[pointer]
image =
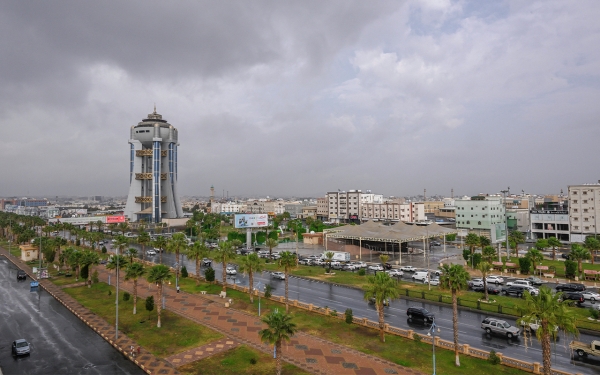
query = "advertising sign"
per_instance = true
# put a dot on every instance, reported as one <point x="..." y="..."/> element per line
<point x="251" y="220"/>
<point x="115" y="219"/>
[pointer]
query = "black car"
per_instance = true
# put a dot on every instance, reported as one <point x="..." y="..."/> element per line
<point x="573" y="296"/>
<point x="571" y="287"/>
<point x="420" y="313"/>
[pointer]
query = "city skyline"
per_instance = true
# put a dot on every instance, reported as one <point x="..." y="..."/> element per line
<point x="285" y="99"/>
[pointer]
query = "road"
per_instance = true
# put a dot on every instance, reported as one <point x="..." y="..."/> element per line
<point x="61" y="343"/>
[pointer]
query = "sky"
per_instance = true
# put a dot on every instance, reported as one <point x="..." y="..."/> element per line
<point x="297" y="98"/>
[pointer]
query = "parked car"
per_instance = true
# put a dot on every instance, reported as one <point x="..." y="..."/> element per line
<point x="395" y="272"/>
<point x="591" y="296"/>
<point x="571" y="287"/>
<point x="495" y="279"/>
<point x="500" y="327"/>
<point x="20" y="347"/>
<point x="408" y="268"/>
<point x="420" y="313"/>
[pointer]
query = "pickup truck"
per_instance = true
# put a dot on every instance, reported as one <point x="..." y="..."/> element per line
<point x="583" y="350"/>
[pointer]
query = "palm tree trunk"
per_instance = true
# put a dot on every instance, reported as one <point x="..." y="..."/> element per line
<point x="159" y="302"/>
<point x="134" y="296"/>
<point x="455" y="325"/>
<point x="381" y="322"/>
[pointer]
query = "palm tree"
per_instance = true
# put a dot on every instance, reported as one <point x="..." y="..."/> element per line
<point x="484" y="268"/>
<point x="248" y="265"/>
<point x="144" y="240"/>
<point x="159" y="274"/>
<point x="280" y="328"/>
<point x="328" y="258"/>
<point x="224" y="253"/>
<point x="89" y="258"/>
<point x="455" y="278"/>
<point x="548" y="311"/>
<point x="197" y="252"/>
<point x="271" y="243"/>
<point x="288" y="261"/>
<point x="133" y="272"/>
<point x="554" y="242"/>
<point x="161" y="244"/>
<point x="579" y="253"/>
<point x="382" y="288"/>
<point x="593" y="245"/>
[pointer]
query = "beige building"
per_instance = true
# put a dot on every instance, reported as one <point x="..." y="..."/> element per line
<point x="584" y="208"/>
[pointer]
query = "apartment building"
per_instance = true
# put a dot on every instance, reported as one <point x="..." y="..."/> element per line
<point x="583" y="210"/>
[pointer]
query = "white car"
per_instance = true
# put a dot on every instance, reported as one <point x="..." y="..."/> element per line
<point x="394" y="272"/>
<point x="494" y="279"/>
<point x="590" y="295"/>
<point x="408" y="269"/>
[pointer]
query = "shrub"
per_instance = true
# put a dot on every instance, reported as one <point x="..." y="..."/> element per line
<point x="209" y="274"/>
<point x="349" y="316"/>
<point x="493" y="358"/>
<point x="150" y="303"/>
<point x="184" y="273"/>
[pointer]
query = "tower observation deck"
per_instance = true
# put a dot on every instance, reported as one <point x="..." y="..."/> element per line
<point x="153" y="191"/>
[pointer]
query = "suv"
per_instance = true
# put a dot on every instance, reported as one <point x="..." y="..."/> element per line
<point x="572" y="287"/>
<point x="420" y="313"/>
<point x="493" y="325"/>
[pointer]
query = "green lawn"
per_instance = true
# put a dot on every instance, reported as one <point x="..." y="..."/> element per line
<point x="242" y="360"/>
<point x="176" y="335"/>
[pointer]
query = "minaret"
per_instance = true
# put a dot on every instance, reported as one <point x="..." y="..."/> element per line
<point x="153" y="193"/>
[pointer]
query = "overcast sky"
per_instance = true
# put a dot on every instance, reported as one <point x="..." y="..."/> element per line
<point x="297" y="98"/>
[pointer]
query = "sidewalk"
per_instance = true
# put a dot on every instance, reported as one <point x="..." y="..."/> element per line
<point x="308" y="352"/>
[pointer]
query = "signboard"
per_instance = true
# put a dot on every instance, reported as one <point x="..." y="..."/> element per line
<point x="115" y="219"/>
<point x="251" y="221"/>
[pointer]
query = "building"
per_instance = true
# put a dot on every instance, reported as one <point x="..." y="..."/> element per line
<point x="584" y="209"/>
<point x="153" y="191"/>
<point x="479" y="214"/>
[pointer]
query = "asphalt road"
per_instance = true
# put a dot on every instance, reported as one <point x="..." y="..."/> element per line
<point x="61" y="343"/>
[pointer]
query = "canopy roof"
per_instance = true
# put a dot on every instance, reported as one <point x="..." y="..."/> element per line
<point x="399" y="232"/>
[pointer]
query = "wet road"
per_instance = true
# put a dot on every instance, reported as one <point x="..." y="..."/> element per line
<point x="61" y="343"/>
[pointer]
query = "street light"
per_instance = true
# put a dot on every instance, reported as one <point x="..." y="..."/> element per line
<point x="430" y="333"/>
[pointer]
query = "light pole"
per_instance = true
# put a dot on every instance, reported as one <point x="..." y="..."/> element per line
<point x="430" y="333"/>
<point x="506" y="223"/>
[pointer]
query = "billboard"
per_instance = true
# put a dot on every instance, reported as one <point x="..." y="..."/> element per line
<point x="251" y="220"/>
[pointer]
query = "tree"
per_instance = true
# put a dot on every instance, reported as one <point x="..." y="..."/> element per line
<point x="382" y="288"/>
<point x="535" y="256"/>
<point x="553" y="242"/>
<point x="133" y="272"/>
<point x="197" y="252"/>
<point x="328" y="259"/>
<point x="592" y="245"/>
<point x="484" y="268"/>
<point x="288" y="261"/>
<point x="579" y="253"/>
<point x="224" y="253"/>
<point x="279" y="328"/>
<point x="271" y="243"/>
<point x="455" y="278"/>
<point x="549" y="312"/>
<point x="144" y="240"/>
<point x="248" y="265"/>
<point x="159" y="274"/>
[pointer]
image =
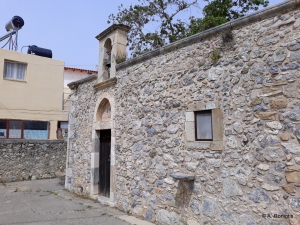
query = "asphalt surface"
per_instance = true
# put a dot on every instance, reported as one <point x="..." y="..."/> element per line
<point x="45" y="202"/>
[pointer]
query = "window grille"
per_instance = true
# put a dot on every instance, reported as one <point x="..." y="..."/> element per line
<point x="203" y="120"/>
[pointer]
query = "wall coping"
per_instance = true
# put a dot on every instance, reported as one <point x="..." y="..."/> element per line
<point x="14" y="141"/>
<point x="111" y="29"/>
<point x="75" y="84"/>
<point x="249" y="19"/>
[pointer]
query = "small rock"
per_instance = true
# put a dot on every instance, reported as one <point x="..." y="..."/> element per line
<point x="289" y="188"/>
<point x="209" y="208"/>
<point x="278" y="103"/>
<point x="279" y="55"/>
<point x="284" y="136"/>
<point x="169" y="180"/>
<point x="267" y="115"/>
<point x="274" y="125"/>
<point x="291" y="147"/>
<point x="263" y="167"/>
<point x="270" y="187"/>
<point x="292" y="177"/>
<point x="297" y="160"/>
<point x="293" y="47"/>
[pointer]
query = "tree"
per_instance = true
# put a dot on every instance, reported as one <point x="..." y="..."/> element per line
<point x="171" y="28"/>
<point x="217" y="12"/>
<point x="163" y="12"/>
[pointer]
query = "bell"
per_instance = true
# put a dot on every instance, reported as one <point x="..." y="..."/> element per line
<point x="108" y="61"/>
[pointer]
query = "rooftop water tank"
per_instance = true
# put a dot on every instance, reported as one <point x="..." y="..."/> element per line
<point x="35" y="50"/>
<point x="15" y="23"/>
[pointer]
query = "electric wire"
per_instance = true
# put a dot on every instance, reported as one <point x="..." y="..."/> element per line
<point x="6" y="43"/>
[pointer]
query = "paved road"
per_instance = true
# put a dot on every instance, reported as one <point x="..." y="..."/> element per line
<point x="44" y="202"/>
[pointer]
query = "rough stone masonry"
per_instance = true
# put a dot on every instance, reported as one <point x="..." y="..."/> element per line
<point x="251" y="76"/>
<point x="31" y="159"/>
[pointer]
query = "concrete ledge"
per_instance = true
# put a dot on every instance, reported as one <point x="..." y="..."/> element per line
<point x="205" y="145"/>
<point x="75" y="84"/>
<point x="13" y="141"/>
<point x="234" y="24"/>
<point x="105" y="84"/>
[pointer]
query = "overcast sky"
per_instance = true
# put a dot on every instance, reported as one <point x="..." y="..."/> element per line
<point x="67" y="27"/>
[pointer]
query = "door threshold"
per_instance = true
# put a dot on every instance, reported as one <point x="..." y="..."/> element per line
<point x="105" y="201"/>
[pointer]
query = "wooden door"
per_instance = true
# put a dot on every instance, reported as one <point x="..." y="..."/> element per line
<point x="104" y="165"/>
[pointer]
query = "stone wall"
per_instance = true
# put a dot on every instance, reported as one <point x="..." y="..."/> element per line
<point x="252" y="75"/>
<point x="28" y="159"/>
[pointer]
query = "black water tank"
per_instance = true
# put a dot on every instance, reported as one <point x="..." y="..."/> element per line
<point x="15" y="23"/>
<point x="35" y="50"/>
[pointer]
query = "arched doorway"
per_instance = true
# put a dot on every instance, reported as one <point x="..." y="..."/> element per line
<point x="103" y="153"/>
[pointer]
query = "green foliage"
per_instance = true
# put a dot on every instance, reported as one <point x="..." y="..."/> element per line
<point x="161" y="12"/>
<point x="119" y="58"/>
<point x="232" y="9"/>
<point x="215" y="54"/>
<point x="170" y="28"/>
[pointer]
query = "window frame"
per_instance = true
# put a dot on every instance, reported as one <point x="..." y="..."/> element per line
<point x="216" y="144"/>
<point x="211" y="124"/>
<point x="17" y="62"/>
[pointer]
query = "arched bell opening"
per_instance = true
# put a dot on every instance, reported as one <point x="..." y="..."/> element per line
<point x="104" y="111"/>
<point x="107" y="58"/>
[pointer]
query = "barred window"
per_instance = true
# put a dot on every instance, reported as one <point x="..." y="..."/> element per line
<point x="203" y="124"/>
<point x="14" y="70"/>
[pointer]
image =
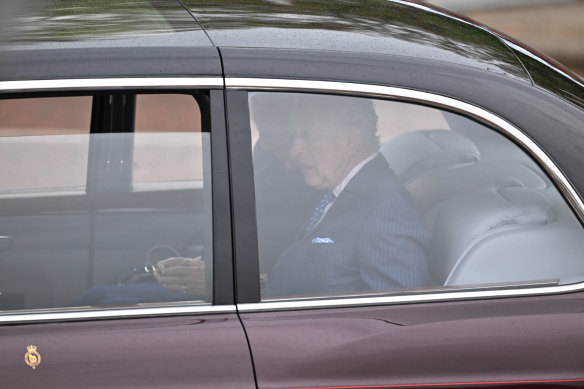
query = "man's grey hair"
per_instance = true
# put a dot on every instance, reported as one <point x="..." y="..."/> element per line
<point x="344" y="112"/>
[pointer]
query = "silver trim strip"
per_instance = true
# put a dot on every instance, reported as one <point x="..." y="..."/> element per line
<point x="442" y="102"/>
<point x="87" y="314"/>
<point x="404" y="299"/>
<point x="74" y="84"/>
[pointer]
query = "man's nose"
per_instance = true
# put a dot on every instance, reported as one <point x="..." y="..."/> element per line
<point x="297" y="147"/>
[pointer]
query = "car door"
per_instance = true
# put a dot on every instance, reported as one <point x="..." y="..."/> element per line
<point x="99" y="184"/>
<point x="504" y="307"/>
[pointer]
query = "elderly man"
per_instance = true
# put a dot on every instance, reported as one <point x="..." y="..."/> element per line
<point x="365" y="233"/>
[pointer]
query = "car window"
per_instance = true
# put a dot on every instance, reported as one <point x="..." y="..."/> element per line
<point x="362" y="196"/>
<point x="48" y="136"/>
<point x="99" y="191"/>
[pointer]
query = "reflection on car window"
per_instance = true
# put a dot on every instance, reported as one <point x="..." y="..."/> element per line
<point x="368" y="196"/>
<point x="59" y="161"/>
<point x="100" y="246"/>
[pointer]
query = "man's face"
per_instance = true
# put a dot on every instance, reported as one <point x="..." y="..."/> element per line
<point x="322" y="152"/>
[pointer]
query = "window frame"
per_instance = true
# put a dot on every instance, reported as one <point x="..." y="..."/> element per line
<point x="248" y="273"/>
<point x="214" y="120"/>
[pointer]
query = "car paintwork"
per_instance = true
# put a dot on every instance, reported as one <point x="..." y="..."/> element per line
<point x="173" y="352"/>
<point x="510" y="342"/>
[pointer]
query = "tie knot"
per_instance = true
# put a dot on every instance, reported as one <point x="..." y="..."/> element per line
<point x="328" y="197"/>
<point x="319" y="211"/>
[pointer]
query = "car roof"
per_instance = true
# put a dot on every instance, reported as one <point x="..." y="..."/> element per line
<point x="60" y="30"/>
<point x="396" y="28"/>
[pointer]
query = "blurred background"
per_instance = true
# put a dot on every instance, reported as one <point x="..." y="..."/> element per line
<point x="553" y="27"/>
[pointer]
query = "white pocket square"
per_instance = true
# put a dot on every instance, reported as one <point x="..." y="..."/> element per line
<point x="323" y="240"/>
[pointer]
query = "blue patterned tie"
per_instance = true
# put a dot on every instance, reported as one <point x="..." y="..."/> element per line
<point x="319" y="211"/>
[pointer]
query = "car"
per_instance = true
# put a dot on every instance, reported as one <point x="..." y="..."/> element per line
<point x="143" y="136"/>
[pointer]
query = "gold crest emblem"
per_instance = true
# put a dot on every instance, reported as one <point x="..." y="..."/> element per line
<point x="32" y="357"/>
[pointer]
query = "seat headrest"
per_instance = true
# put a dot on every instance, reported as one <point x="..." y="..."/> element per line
<point x="464" y="220"/>
<point x="415" y="153"/>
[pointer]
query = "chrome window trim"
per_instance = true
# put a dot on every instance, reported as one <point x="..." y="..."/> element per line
<point x="77" y="314"/>
<point x="480" y="114"/>
<point x="126" y="82"/>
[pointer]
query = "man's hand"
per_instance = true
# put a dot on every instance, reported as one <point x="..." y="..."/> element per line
<point x="186" y="275"/>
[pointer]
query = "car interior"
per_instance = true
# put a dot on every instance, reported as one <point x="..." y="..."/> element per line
<point x="136" y="204"/>
<point x="496" y="217"/>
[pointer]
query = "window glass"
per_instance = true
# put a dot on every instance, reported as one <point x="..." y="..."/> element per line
<point x="175" y="161"/>
<point x="48" y="136"/>
<point x="361" y="196"/>
<point x="114" y="243"/>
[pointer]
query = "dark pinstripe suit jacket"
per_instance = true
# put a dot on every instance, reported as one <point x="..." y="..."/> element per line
<point x="372" y="238"/>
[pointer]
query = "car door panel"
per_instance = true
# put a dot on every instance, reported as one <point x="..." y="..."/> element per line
<point x="174" y="352"/>
<point x="491" y="343"/>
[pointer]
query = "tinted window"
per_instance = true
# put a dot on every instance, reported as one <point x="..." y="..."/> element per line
<point x="368" y="196"/>
<point x="88" y="213"/>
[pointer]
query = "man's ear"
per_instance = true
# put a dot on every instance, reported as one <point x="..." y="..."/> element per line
<point x="354" y="139"/>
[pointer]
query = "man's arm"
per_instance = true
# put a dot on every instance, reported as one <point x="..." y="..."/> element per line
<point x="393" y="248"/>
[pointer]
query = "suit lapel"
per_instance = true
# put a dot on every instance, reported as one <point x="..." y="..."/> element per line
<point x="355" y="191"/>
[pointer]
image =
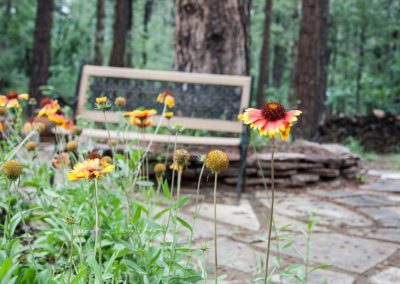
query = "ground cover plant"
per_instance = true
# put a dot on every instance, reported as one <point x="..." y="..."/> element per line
<point x="94" y="216"/>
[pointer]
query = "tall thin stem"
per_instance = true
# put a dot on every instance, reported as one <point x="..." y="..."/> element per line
<point x="196" y="211"/>
<point x="17" y="195"/>
<point x="109" y="139"/>
<point x="97" y="228"/>
<point x="272" y="207"/>
<point x="71" y="254"/>
<point x="215" y="229"/>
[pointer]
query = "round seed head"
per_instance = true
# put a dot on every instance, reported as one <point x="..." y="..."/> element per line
<point x="120" y="102"/>
<point x="160" y="169"/>
<point x="217" y="161"/>
<point x="12" y="169"/>
<point x="77" y="131"/>
<point x="107" y="159"/>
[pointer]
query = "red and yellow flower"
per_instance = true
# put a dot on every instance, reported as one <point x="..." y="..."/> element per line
<point x="168" y="114"/>
<point x="167" y="98"/>
<point x="271" y="120"/>
<point x="90" y="169"/>
<point x="49" y="107"/>
<point x="11" y="100"/>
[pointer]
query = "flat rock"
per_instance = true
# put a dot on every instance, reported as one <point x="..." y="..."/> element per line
<point x="325" y="172"/>
<point x="235" y="255"/>
<point x="366" y="201"/>
<point x="241" y="215"/>
<point x="384" y="174"/>
<point x="384" y="185"/>
<point x="300" y="206"/>
<point x="305" y="178"/>
<point x="337" y="193"/>
<point x="390" y="275"/>
<point x="328" y="276"/>
<point x="385" y="234"/>
<point x="350" y="253"/>
<point x="385" y="216"/>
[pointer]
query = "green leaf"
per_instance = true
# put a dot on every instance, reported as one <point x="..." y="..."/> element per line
<point x="80" y="277"/>
<point x="184" y="223"/>
<point x="321" y="266"/>
<point x="159" y="214"/>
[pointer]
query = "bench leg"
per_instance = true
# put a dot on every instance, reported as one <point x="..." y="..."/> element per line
<point x="240" y="187"/>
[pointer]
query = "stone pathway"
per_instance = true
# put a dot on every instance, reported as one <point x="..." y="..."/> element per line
<point x="357" y="232"/>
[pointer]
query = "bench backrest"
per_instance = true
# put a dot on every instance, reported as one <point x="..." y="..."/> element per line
<point x="203" y="101"/>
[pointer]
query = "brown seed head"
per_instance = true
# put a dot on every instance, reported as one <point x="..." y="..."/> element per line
<point x="12" y="169"/>
<point x="217" y="161"/>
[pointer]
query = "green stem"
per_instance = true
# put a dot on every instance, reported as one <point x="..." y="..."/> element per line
<point x="109" y="139"/>
<point x="196" y="211"/>
<point x="71" y="254"/>
<point x="272" y="208"/>
<point x="97" y="228"/>
<point x="278" y="255"/>
<point x="17" y="196"/>
<point x="215" y="229"/>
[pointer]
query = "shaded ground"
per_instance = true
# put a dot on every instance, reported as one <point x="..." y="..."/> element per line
<point x="358" y="230"/>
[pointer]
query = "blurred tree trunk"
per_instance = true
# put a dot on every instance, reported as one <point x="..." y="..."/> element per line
<point x="122" y="24"/>
<point x="148" y="10"/>
<point x="360" y="66"/>
<point x="41" y="47"/>
<point x="310" y="81"/>
<point x="263" y="71"/>
<point x="100" y="13"/>
<point x="212" y="36"/>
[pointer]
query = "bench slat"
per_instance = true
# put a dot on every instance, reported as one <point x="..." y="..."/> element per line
<point x="162" y="138"/>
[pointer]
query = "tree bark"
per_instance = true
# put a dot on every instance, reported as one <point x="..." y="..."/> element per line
<point x="212" y="36"/>
<point x="100" y="14"/>
<point x="263" y="72"/>
<point x="41" y="47"/>
<point x="122" y="24"/>
<point x="360" y="66"/>
<point x="148" y="10"/>
<point x="310" y="81"/>
<point x="278" y="66"/>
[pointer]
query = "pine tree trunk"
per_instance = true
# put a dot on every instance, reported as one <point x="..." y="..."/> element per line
<point x="41" y="47"/>
<point x="148" y="10"/>
<point x="278" y="66"/>
<point x="310" y="81"/>
<point x="122" y="23"/>
<point x="100" y="14"/>
<point x="263" y="72"/>
<point x="212" y="36"/>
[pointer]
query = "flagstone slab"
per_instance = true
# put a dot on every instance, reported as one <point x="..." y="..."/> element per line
<point x="300" y="206"/>
<point x="385" y="234"/>
<point x="385" y="216"/>
<point x="354" y="254"/>
<point x="390" y="275"/>
<point x="237" y="215"/>
<point x="327" y="276"/>
<point x="236" y="255"/>
<point x="366" y="201"/>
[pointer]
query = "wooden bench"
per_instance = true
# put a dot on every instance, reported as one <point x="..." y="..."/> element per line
<point x="203" y="102"/>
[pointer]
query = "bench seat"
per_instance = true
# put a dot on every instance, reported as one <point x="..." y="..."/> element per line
<point x="162" y="138"/>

> [Your objective]:
The expected answer is each line of the records above that includes the string "window".

> [Answer box]:
query = "window grille"
query = "window frame"
query = "barred window"
query = "car window"
query = "reflection on car window"
query = "window frame"
query = "chrome window trim"
query = "window glass"
query = "tinted window"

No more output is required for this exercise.